-- Problem --
Please give, exactly as they appear below, the line with "# JSON output" and every line after it through the final one, and nothing else.

-- Data excerpts --

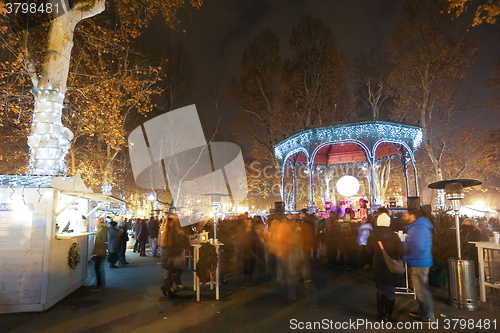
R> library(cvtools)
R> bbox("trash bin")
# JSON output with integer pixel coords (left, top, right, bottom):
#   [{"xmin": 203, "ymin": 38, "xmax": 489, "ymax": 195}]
[{"xmin": 448, "ymin": 258, "xmax": 479, "ymax": 311}]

-- Output of the exercise --
# JSON output with integer pixel coords (left, top, right, bottom):
#   [{"xmin": 203, "ymin": 38, "xmax": 489, "ymax": 195}]
[{"xmin": 448, "ymin": 258, "xmax": 479, "ymax": 311}]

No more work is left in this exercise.